# Required task
Extract each line from the items below that contains the string "patch", and copy those lines verbatim.

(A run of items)
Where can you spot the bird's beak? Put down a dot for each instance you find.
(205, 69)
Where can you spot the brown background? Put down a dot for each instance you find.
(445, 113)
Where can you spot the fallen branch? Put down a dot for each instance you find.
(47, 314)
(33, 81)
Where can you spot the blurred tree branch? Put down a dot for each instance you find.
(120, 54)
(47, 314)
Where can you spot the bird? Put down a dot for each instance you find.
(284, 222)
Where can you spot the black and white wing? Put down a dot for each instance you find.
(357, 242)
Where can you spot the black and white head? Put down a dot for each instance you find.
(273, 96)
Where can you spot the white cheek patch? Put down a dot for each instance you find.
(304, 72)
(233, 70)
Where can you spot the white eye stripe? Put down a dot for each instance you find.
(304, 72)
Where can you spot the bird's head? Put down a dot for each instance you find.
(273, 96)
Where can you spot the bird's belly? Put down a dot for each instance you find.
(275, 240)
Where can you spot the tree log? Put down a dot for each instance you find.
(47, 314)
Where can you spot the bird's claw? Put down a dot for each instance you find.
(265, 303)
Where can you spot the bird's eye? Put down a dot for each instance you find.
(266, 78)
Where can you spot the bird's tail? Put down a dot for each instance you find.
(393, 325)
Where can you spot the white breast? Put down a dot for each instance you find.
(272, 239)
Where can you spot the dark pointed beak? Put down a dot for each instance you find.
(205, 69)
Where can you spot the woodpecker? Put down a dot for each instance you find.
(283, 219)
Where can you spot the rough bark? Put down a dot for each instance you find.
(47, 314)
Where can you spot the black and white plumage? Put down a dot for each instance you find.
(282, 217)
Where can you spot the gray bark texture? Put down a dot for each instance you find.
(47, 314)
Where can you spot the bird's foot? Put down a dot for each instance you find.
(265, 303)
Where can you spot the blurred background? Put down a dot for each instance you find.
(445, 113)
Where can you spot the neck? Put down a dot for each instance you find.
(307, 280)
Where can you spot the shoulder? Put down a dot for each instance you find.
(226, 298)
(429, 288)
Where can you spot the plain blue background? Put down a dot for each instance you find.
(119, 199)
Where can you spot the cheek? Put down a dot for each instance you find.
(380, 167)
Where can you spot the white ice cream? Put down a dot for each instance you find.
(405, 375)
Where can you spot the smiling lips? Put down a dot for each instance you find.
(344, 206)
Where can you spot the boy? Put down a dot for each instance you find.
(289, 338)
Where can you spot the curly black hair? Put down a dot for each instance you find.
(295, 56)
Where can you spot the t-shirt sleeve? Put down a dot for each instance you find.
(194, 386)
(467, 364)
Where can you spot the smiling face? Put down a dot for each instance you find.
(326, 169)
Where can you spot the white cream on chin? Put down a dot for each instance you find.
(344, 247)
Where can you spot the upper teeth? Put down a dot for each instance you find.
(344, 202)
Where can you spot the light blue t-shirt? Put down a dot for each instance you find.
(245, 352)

...

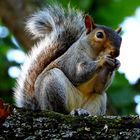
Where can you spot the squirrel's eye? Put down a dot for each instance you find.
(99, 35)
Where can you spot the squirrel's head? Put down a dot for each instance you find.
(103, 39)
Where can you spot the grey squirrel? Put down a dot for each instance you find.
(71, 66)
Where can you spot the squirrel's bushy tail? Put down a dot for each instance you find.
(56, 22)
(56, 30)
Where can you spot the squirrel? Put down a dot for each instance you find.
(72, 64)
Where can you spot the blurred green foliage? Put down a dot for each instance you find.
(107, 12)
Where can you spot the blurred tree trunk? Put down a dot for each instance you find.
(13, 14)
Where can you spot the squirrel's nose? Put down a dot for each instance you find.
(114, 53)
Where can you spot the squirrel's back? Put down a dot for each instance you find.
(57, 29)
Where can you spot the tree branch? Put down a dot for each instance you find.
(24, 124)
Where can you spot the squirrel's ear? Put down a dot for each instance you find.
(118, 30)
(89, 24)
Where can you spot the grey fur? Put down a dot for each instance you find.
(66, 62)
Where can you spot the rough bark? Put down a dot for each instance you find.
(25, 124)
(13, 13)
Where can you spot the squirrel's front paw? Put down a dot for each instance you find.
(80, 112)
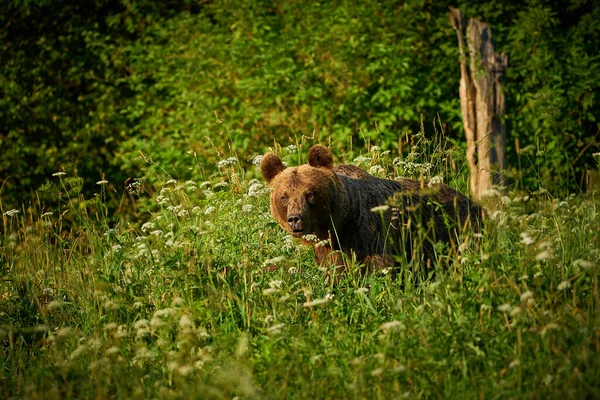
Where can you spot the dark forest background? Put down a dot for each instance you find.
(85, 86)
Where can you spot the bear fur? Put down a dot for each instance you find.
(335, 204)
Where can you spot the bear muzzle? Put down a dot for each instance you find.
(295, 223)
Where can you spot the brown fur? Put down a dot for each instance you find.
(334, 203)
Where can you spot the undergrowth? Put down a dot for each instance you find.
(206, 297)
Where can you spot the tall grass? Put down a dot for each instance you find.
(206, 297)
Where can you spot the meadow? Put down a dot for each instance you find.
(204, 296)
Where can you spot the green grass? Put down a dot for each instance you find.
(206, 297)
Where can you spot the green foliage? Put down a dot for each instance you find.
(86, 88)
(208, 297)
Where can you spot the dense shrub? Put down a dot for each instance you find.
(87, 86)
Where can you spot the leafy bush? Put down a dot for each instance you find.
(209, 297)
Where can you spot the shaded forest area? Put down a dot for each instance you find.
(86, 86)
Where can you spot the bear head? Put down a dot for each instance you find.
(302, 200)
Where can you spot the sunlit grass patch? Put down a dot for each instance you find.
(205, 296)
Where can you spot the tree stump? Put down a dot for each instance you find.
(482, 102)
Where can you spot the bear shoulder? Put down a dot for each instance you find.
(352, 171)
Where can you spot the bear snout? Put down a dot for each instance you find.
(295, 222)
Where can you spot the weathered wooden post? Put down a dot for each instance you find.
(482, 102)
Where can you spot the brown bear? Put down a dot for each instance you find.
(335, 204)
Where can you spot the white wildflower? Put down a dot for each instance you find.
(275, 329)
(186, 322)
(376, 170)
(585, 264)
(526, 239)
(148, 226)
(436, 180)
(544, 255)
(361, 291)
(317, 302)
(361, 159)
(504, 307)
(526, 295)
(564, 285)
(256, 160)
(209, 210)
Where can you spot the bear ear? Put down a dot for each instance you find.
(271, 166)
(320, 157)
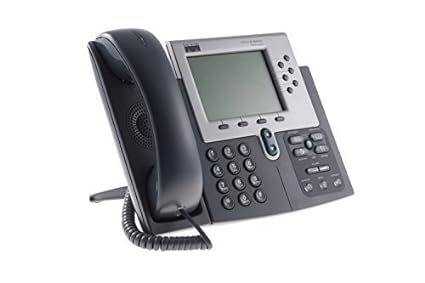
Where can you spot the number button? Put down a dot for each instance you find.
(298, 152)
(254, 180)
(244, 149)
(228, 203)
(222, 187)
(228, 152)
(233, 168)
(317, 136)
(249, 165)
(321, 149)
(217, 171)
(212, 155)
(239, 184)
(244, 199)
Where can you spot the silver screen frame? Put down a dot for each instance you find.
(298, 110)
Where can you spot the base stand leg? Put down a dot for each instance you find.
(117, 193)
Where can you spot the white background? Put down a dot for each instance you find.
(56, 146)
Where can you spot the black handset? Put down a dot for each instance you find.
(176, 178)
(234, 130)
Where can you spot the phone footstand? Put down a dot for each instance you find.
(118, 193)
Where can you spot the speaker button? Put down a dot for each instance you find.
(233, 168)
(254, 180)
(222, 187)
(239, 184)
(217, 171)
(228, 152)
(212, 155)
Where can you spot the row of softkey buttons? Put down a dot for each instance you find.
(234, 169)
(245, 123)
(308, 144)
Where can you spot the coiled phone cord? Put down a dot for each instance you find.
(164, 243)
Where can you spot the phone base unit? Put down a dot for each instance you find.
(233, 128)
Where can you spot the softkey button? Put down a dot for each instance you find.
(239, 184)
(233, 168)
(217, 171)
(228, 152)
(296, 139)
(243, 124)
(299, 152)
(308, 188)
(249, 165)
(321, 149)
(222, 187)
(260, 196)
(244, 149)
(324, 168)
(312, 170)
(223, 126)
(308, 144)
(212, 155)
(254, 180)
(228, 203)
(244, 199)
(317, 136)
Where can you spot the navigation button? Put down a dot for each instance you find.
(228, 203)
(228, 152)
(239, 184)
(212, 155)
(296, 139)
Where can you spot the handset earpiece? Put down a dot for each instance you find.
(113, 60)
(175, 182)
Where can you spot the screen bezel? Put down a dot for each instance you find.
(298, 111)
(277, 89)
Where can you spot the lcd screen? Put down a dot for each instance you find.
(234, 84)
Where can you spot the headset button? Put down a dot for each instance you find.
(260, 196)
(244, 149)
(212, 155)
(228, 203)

# Answer for the task
Where can you spot the white cheek patch? Put down a dot for each instance you find.
Where can you spot the sunlit grass patch? Put down a dot for each instance you find.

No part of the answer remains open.